→ **Task brief**
Go through all of these lines and swap every "marker" for "pin", leaving everything else unchanged.
- - -
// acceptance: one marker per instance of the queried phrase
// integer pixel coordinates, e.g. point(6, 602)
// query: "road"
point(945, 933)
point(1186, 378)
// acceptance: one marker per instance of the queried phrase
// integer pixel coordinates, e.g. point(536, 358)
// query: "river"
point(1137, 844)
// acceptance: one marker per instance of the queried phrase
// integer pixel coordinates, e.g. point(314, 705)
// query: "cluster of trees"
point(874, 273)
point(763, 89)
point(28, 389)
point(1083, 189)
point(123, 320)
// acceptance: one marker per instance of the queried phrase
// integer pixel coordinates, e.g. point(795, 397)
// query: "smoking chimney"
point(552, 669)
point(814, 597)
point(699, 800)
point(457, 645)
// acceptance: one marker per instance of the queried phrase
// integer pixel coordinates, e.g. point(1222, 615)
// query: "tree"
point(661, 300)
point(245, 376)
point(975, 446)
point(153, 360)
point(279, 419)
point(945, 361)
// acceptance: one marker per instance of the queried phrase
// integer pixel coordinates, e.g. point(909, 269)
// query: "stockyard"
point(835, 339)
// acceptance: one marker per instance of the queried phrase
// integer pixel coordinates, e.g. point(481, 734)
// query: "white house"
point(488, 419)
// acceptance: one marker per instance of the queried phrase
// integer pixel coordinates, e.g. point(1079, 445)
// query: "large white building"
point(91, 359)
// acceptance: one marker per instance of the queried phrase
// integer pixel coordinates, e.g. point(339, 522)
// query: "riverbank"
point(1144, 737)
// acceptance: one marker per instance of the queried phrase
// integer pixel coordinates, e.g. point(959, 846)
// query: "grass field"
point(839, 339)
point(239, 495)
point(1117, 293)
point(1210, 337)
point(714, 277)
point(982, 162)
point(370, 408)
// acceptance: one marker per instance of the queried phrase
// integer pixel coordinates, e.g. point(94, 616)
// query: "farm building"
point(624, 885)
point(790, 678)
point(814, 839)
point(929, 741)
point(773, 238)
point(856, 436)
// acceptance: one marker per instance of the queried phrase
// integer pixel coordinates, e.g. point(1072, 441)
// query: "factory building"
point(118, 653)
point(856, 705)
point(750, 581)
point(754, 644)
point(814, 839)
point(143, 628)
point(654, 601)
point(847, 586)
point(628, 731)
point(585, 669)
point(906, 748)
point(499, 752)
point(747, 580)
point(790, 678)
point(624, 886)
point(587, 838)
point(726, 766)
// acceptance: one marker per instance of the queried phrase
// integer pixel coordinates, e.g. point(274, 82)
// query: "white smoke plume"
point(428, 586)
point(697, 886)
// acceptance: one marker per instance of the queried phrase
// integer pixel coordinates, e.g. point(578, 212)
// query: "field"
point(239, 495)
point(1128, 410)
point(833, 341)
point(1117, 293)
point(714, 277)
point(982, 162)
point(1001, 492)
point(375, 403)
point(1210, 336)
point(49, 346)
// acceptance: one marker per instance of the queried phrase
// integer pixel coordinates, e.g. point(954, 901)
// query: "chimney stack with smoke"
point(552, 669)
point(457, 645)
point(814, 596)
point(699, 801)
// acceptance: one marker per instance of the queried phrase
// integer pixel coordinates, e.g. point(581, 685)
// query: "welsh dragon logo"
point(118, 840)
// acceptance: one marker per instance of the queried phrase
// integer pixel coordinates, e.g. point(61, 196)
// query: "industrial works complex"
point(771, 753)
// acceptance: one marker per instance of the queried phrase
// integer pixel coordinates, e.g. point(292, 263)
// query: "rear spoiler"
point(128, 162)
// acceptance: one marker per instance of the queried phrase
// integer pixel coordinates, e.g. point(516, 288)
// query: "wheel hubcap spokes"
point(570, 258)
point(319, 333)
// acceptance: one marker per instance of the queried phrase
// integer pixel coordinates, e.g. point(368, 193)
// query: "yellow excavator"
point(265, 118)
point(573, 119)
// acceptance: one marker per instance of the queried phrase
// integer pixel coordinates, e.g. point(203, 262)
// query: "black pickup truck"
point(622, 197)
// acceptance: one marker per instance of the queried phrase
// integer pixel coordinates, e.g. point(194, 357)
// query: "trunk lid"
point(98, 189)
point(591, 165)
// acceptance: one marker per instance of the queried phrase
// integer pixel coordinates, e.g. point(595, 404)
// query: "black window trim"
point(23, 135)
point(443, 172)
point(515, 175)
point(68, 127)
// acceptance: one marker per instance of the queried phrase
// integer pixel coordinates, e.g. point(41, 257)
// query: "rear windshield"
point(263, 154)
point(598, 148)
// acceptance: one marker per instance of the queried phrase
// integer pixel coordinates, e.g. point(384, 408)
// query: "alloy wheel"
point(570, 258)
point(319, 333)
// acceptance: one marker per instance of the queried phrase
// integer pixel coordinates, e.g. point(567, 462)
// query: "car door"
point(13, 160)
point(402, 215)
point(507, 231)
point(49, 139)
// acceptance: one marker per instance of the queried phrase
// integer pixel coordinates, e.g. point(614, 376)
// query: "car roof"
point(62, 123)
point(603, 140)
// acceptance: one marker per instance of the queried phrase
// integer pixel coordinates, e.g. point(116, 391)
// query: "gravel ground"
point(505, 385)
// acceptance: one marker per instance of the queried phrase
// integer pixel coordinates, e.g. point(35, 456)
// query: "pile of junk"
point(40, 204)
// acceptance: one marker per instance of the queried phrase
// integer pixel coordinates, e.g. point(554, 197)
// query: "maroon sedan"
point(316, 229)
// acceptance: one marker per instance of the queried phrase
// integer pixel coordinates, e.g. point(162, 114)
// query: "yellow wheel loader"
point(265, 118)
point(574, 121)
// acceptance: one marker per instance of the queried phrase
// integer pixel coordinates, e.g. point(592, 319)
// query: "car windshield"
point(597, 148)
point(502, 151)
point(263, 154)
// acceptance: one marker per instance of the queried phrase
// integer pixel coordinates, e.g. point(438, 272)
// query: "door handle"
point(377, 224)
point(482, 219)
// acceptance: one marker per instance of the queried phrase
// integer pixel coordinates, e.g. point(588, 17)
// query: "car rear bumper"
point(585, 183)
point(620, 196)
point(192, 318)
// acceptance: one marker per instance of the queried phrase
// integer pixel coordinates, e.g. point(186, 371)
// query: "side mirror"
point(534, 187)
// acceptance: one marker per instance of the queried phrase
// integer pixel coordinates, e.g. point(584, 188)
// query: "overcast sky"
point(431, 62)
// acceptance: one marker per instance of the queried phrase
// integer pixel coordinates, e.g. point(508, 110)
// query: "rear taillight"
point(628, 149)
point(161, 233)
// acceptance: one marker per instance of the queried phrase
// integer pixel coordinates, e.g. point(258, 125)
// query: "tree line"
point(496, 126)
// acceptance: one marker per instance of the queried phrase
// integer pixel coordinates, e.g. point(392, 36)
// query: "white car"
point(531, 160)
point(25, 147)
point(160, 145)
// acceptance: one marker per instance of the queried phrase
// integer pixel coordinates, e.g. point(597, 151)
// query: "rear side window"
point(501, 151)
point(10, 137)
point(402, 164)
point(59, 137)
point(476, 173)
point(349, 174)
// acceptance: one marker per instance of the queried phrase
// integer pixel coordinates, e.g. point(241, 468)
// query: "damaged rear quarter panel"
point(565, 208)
- - -
→ **Output of the task**
// acceptance: one pin per instance of the queried phrase
// integer pixel coordinates, e.g. point(6, 602)
// query: "road"
point(945, 933)
point(1186, 378)
// acceptance: one pin per instance of the queried phrase
// integer pixel coordinates, e.g. point(536, 358)
// query: "river"
point(1137, 844)
// acceptance: one pin per instance of the queried phrase
// integer pixel coordinates, e.g. point(314, 705)
// query: "cluster of trees"
point(874, 273)
point(763, 89)
point(28, 389)
point(1083, 189)
point(123, 320)
// acceptance: one pin per instance of the queried phrase
// integer pixel coordinates, e.g. point(795, 397)
// query: "smoking chimney"
point(552, 669)
point(814, 597)
point(699, 800)
point(457, 645)
// acceptance: one pin per instance of the queried phrase
// integer pixel coordinates, e.g. point(1222, 615)
// query: "tree"
point(661, 300)
point(245, 376)
point(975, 446)
point(153, 360)
point(279, 419)
point(945, 361)
// acceptance: one pin per instance of the queried phrase
// integer pixel coordinates, e.g. point(909, 269)
// query: "stockyard"
point(835, 339)
// acceptance: one pin per instance of the queried phrase
// integer pixel coordinates, e.g. point(481, 734)
// query: "white house"
point(488, 419)
// acceptance: one pin per instance of the queried phrase
// integer pixel coordinates, e.g. point(1079, 445)
// query: "large white building"
point(91, 359)
// acceptance: one pin per instance of the queried phrase
// integer pixel coordinates, e.g. point(339, 522)
// query: "riverbank"
point(1144, 737)
// acceptance: one pin per instance of the queried phrase
// integer pixel coordinates, e.g. point(959, 846)
// query: "grass field"
point(839, 339)
point(239, 495)
point(1117, 293)
point(1210, 337)
point(714, 277)
point(982, 162)
point(370, 408)
// acceptance: one pin per instance of the queried phrase
// integer pixel coordinates, e.g. point(94, 616)
// query: "farm building"
point(624, 885)
point(790, 678)
point(814, 839)
point(929, 741)
point(773, 238)
point(856, 436)
// acceptance: one pin per instance of the queried phrase
// integer pixel coordinates, e.g. point(1072, 441)
// query: "factory building"
point(118, 653)
point(856, 705)
point(750, 581)
point(754, 644)
point(814, 839)
point(143, 628)
point(654, 601)
point(847, 586)
point(628, 731)
point(585, 669)
point(906, 748)
point(499, 752)
point(747, 580)
point(790, 678)
point(624, 886)
point(587, 838)
point(726, 766)
// acceptance: one pin per instance of the queried phrase
// integer pixel coordinates, e.g. point(274, 82)
// query: "white smoke plume"
point(428, 586)
point(697, 886)
// acceptance: one pin per instance of the queried phrase
// integer pixel coordinates, e.g. point(578, 212)
// query: "field"
point(239, 495)
point(1128, 410)
point(833, 341)
point(1117, 293)
point(714, 277)
point(982, 162)
point(1001, 492)
point(375, 403)
point(1210, 336)
point(49, 346)
// acceptance: one pin per instance of the queried phrase
// integer pixel coordinates, e.g. point(954, 901)
// query: "chimney stack with smoke"
point(552, 669)
point(457, 645)
point(814, 596)
point(699, 801)
// acceptance: one pin per instance of the queried phrase
// integer pixel coordinates, e.g. point(581, 685)
// query: "welsh dragon logo"
point(118, 840)
// acceptance: one pin per instance of the queried phrase
// integer pixel coordinates, e.g. point(61, 196)
// query: "industrial works complex"
point(771, 753)
// acceptance: one pin per instance of the queried phrase
// integer pixel coordinates, e.g. point(292, 263)
// query: "rear spoiler"
point(128, 162)
// acceptance: one pin per instance of the queried phrase
// integer pixel coordinates, e.g. point(516, 288)
// query: "wheel hubcap spokes"
point(570, 258)
point(319, 333)
// acceptance: one pin per instance of the queried phrase
// integer pixel coordinates, e.g. point(368, 193)
// query: "yellow excavator"
point(265, 118)
point(573, 119)
// acceptance: one pin per instance of the queried phrase
// integer pixel coordinates, e.g. point(203, 262)
// query: "black pickup truck"
point(622, 197)
// acceptance: one pin per instance of the queried phrase
// integer pixel coordinates, e.g. point(194, 357)
// query: "trunk lid"
point(98, 189)
point(591, 165)
// acceptance: one pin per instance of the queried phrase
// integer pixel coordinates, e.g. point(595, 404)
// query: "black window trim"
point(23, 135)
point(443, 172)
point(515, 175)
point(68, 127)
// acceptance: one pin per instance of the queried phrase
// integer pixel coordinates, e.g. point(41, 257)
// query: "rear windshield"
point(263, 154)
point(598, 148)
// acceptance: one pin per instance of the queried phrase
// integer pixel coordinates, e.g. point(384, 408)
// query: "alloy wheel"
point(570, 258)
point(319, 333)
// acceptance: one pin per instance of the queried phrase
// integer pixel coordinates, e.g. point(567, 462)
// query: "car door"
point(13, 160)
point(402, 215)
point(507, 231)
point(49, 139)
// acceptance: one pin per instance of the queried phrase
// integer pixel coordinates, e.g. point(614, 376)
// query: "car roof"
point(62, 123)
point(603, 140)
// acceptance: one pin per instance of the queried phrase
// integer pixel coordinates, e.g. point(116, 391)
// query: "gravel ground"
point(505, 385)
// acceptance: one pin per instance of the queried phrase
// integer pixel coordinates, e.g. point(35, 456)
// query: "pile of junk"
point(40, 204)
// acceptance: one pin per instance of the queried phrase
// integer pixel coordinates, e.g. point(554, 197)
// query: "maroon sedan"
point(316, 229)
// acceptance: one pin per instance of the queried phrase
// integer pixel coordinates, e.g. point(162, 114)
// query: "yellow wheel loader"
point(265, 118)
point(574, 121)
// acceptance: one pin per instance of the queried phrase
// integer pixel coordinates, e.g. point(592, 319)
// query: "car windshield"
point(597, 148)
point(502, 151)
point(263, 154)
// acceptance: one pin per instance of the queried phrase
// integer pixel coordinates, e.g. point(438, 272)
// query: "door handle"
point(377, 224)
point(482, 219)
// acceptance: one pin per instance of the queried phrase
// integer pixel coordinates, e.g. point(588, 17)
// query: "car rear bumper"
point(585, 183)
point(620, 196)
point(192, 318)
// acceptance: one pin per instance of the queried phrase
// integer pixel coordinates, e.g. point(186, 371)
// query: "side mirror"
point(534, 187)
// acceptance: one pin per instance of the queried phrase
// integer pixel coordinates, e.g. point(584, 188)
// query: "overcast sky"
point(431, 62)
// acceptance: one pin per instance of the queried phrase
// integer pixel coordinates, e.g. point(508, 110)
// query: "rear taillight"
point(628, 149)
point(161, 233)
// acceptance: one pin per instance of the queried phrase
// integer pixel coordinates, e.g. point(258, 125)
// query: "tree line"
point(496, 126)
// acceptance: one pin per instance of the queried phrase
// integer pixel coordinates, e.g. point(392, 36)
// query: "white car"
point(531, 160)
point(25, 147)
point(160, 145)
// acceptance: one pin per instance of the queried phrase
// integer pixel coordinates, e.g. point(597, 151)
// query: "rear side window"
point(501, 151)
point(10, 137)
point(402, 164)
point(59, 137)
point(476, 173)
point(349, 174)
// acceptance: one pin per instance of the queried phrase
// integer pixel coordinates, e.g. point(241, 468)
// query: "damaged rear quarter panel"
point(565, 208)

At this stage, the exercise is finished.